_Goal_:
Reproduce the data verbatim, beginning with the line containing "target | skin" and continuing through the line containing "x=448, y=532", both included.

_Record set_:
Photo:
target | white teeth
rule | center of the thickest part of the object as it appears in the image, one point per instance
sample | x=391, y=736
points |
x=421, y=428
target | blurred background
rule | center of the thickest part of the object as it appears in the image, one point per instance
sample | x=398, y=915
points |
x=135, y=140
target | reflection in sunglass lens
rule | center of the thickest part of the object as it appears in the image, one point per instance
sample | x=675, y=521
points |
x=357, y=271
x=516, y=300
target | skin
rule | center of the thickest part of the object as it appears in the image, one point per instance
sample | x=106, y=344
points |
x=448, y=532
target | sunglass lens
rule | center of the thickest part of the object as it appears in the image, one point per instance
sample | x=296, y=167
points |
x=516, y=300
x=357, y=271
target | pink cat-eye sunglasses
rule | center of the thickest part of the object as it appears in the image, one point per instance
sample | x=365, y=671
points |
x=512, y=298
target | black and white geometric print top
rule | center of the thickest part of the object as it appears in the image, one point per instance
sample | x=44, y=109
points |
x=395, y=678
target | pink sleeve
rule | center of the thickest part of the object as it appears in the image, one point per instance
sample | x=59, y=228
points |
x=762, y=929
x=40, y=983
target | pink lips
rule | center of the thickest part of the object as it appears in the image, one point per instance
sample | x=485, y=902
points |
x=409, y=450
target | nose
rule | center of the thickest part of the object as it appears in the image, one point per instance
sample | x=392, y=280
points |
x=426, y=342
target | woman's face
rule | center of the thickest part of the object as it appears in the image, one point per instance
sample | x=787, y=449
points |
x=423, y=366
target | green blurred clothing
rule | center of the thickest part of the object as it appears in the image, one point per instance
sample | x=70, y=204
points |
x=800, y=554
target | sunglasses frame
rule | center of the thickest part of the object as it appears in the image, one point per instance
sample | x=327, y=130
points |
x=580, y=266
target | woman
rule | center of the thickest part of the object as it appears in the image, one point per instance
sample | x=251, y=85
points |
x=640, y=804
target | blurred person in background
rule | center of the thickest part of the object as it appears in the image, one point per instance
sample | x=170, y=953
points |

_Written reply_:
target | skin
rule | center of the thickest part of the object as it appears in the image, one point per instance
sample | x=106, y=344
points |
x=448, y=532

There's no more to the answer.